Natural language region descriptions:
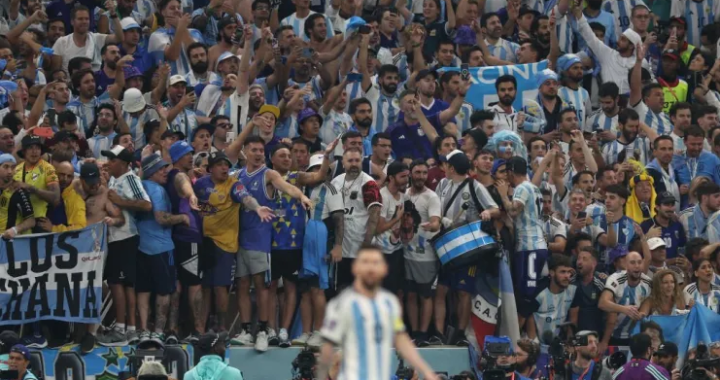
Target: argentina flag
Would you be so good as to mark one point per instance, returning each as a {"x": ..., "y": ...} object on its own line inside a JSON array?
[{"x": 52, "y": 276}]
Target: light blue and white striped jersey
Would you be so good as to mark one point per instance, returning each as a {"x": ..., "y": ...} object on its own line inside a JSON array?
[
  {"x": 298, "y": 25},
  {"x": 641, "y": 145},
  {"x": 211, "y": 78},
  {"x": 696, "y": 14},
  {"x": 528, "y": 224},
  {"x": 598, "y": 120},
  {"x": 385, "y": 108},
  {"x": 503, "y": 49},
  {"x": 579, "y": 99},
  {"x": 145, "y": 8},
  {"x": 463, "y": 117},
  {"x": 161, "y": 39},
  {"x": 211, "y": 30},
  {"x": 625, "y": 295},
  {"x": 184, "y": 122},
  {"x": 85, "y": 113},
  {"x": 553, "y": 309},
  {"x": 659, "y": 122},
  {"x": 711, "y": 299},
  {"x": 364, "y": 329},
  {"x": 621, "y": 9},
  {"x": 136, "y": 125}
]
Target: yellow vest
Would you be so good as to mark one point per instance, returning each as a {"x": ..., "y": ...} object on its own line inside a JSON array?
[{"x": 674, "y": 95}]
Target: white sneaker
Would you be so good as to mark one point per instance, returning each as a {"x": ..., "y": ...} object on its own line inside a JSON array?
[
  {"x": 301, "y": 340},
  {"x": 242, "y": 339},
  {"x": 284, "y": 340},
  {"x": 261, "y": 341},
  {"x": 315, "y": 340}
]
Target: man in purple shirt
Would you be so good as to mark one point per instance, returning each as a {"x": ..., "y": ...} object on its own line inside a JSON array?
[{"x": 640, "y": 367}]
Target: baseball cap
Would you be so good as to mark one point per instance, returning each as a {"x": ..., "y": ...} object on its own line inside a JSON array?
[
  {"x": 425, "y": 72},
  {"x": 225, "y": 21},
  {"x": 517, "y": 165},
  {"x": 667, "y": 349},
  {"x": 315, "y": 160},
  {"x": 175, "y": 79},
  {"x": 131, "y": 72},
  {"x": 128, "y": 23},
  {"x": 179, "y": 149},
  {"x": 306, "y": 114},
  {"x": 665, "y": 197},
  {"x": 151, "y": 164},
  {"x": 120, "y": 153},
  {"x": 133, "y": 101},
  {"x": 20, "y": 349},
  {"x": 210, "y": 340},
  {"x": 672, "y": 54},
  {"x": 397, "y": 167},
  {"x": 216, "y": 157},
  {"x": 65, "y": 135},
  {"x": 655, "y": 243},
  {"x": 270, "y": 108},
  {"x": 90, "y": 173}
]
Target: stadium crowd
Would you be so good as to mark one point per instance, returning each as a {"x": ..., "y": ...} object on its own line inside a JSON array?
[{"x": 242, "y": 151}]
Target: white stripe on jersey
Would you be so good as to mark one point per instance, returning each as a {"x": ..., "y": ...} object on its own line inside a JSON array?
[
  {"x": 598, "y": 120},
  {"x": 625, "y": 295},
  {"x": 365, "y": 329},
  {"x": 641, "y": 145},
  {"x": 579, "y": 99},
  {"x": 553, "y": 310}
]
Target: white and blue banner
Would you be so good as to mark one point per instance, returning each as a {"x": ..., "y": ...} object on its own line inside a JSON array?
[
  {"x": 700, "y": 325},
  {"x": 52, "y": 276},
  {"x": 482, "y": 92}
]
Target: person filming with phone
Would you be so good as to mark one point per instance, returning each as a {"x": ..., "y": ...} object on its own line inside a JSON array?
[{"x": 20, "y": 361}]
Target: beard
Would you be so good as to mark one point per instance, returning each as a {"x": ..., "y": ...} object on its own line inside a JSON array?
[
  {"x": 507, "y": 100},
  {"x": 365, "y": 123},
  {"x": 200, "y": 67},
  {"x": 389, "y": 88}
]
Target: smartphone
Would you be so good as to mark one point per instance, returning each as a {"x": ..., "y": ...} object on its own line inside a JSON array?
[
  {"x": 464, "y": 72},
  {"x": 354, "y": 77},
  {"x": 43, "y": 132},
  {"x": 364, "y": 29}
]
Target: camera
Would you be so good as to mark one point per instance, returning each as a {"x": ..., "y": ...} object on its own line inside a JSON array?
[
  {"x": 304, "y": 365},
  {"x": 695, "y": 368},
  {"x": 403, "y": 372},
  {"x": 494, "y": 348}
]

[PROBLEM TO SOLVE] Reproduce the records exactly, starting with their first line and ending with the line that contains "Target: white sneaker", though pictures should be dropped.

[RESULT OF THIS TASK]
Target: argentina flag
Would you be so good as to mark one point per instance, returning each as a {"x": ..., "y": ...} object on its own line inside a JSON array?
[{"x": 52, "y": 276}]
Target: light blue and white striped jersey
Would you be so good as to mark one point per instance, returning each as a {"x": ..., "y": ...} object on its own line inside a JSON array?
[
  {"x": 298, "y": 25},
  {"x": 641, "y": 145},
  {"x": 211, "y": 78},
  {"x": 696, "y": 14},
  {"x": 528, "y": 224},
  {"x": 598, "y": 120},
  {"x": 385, "y": 108},
  {"x": 503, "y": 49},
  {"x": 579, "y": 99},
  {"x": 145, "y": 8},
  {"x": 463, "y": 117},
  {"x": 161, "y": 39},
  {"x": 211, "y": 30},
  {"x": 625, "y": 295},
  {"x": 184, "y": 122},
  {"x": 85, "y": 113},
  {"x": 553, "y": 309},
  {"x": 659, "y": 122},
  {"x": 711, "y": 299},
  {"x": 364, "y": 329},
  {"x": 621, "y": 9},
  {"x": 136, "y": 125}
]
Target: yellow vest
Would you be so good as to mark one point per instance, returning each as a {"x": ..., "y": ...} object on its own line inside a JSON array?
[{"x": 674, "y": 95}]
Target: white sneaker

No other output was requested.